§ Page excerpt
########################################

The pdf of a continuous random variable also contains all the information required to calculate the expected value ($E[X]$ or $\mu$) and the variance ($Var[X]$ or $\sigma^2$) of a random variable.

For a continuous random variable, the mean is defined as

\[\begin{equation*} E[X]=\mu=\int_{-\infty}^{\infty} x f(x) dx \end{equation*}\]

The variance of a random variable, which provides a measure of the spread of the possible outcomes around the mean, is also defined as an expected value, namely, the expected value of the squared deviation from the mean:

\[\begin{eqnarray*} \operatorname{var}[X] &=&E\left[(X-\mu)^{2}\right] \\ &=&\int_{-\infty}^{\infty}(x-\mu)^{2} f(x) dx \end{eqnarray*}\]

Fortunately, in the remainder of this section we will introduce particular types of continuous random variables for which the calculation of the mean and the variance of a distribution does not require the calculation of integrals. These distributions (for example the exponential or normal distribution - yet to be introduced) are described by sets of parameters and if we know these parameters then we can use these (with easy formulae) to calculate the mean and expected values of these distributions. But the above formulae describe how you could derive these by first principles.

########################################

§ Information given
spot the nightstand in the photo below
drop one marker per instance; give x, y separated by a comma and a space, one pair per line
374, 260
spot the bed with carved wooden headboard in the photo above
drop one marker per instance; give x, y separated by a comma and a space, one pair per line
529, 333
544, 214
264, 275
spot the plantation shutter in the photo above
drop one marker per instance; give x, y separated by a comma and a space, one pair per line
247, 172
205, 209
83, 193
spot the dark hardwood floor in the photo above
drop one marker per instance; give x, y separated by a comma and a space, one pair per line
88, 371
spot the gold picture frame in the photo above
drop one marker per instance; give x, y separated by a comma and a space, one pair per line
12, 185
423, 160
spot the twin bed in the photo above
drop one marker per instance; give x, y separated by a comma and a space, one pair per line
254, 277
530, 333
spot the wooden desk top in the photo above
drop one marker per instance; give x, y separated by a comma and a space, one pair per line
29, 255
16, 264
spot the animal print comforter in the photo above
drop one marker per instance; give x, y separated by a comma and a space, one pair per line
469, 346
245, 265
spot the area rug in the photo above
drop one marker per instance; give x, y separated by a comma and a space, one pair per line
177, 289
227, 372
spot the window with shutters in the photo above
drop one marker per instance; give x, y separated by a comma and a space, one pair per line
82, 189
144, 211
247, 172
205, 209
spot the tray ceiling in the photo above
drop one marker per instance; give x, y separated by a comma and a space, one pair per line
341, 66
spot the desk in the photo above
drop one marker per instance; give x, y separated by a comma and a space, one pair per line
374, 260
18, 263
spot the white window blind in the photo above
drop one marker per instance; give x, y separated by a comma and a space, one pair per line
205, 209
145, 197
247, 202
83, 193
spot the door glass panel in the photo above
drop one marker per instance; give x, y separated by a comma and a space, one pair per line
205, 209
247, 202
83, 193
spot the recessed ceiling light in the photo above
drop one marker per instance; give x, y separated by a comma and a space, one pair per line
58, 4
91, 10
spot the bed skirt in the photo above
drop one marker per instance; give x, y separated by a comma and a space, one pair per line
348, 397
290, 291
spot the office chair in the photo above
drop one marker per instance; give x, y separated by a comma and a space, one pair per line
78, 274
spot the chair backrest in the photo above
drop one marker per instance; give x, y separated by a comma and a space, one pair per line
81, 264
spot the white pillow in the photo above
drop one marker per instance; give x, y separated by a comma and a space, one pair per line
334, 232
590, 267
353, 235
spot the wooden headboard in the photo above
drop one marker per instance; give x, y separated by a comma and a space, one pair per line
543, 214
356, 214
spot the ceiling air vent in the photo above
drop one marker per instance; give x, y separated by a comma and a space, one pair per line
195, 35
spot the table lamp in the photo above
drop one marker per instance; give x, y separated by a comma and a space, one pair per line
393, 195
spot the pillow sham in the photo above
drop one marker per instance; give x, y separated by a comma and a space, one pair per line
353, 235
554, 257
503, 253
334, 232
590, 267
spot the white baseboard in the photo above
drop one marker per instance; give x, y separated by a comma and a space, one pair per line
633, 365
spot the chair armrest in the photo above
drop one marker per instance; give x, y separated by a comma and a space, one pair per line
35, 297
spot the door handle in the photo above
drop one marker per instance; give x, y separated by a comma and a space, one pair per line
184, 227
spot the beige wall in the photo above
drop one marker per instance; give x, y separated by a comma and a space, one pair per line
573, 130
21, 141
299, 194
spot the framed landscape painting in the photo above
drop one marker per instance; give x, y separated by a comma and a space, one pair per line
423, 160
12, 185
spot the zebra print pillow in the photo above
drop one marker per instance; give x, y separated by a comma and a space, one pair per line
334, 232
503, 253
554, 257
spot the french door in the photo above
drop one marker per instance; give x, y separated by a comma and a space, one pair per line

########################################

§ Set of tasks
- a) Decide whether each statement agrees with the excerpt on continuous random variables, answering yes or no and quoting the deciding words: (i) the variance is defined as the expected value of the squared deviation from the mean; (ii) the particular distributions to be introduced require integrals to find their mean and variance; (iii) the exponential distribution has already been introduced.
- b) Rewrite the stretch of the excerpt on continuous random variables starting at "Fortunately, in the" and ending at "by first principles.", with "easy formulae" changed to "simple formulae".

§ Responses
- a)
(i) Yes: "is also defined as an expected value, namely, the expected value of the squared deviation from the mean"
(ii) No: "does not require the calculation of integrals"
(iii) No: "for example the exponential or normal distribution - yet to be introduced"

- b)
Fortunately, in the remainder of this section we will introduce particular types of continuous random variables for which the calculation of the mean and the variance of a distribution does not require the calculation of integrals. These distributions (for example the exponential or normal distribution - yet to be introduced) are described by sets of parameters and if we know these parameters then we can use these (with simple formulae) to calculate the mean and expected values of these distributions. But the above formulae describe how you could derive these by first principles.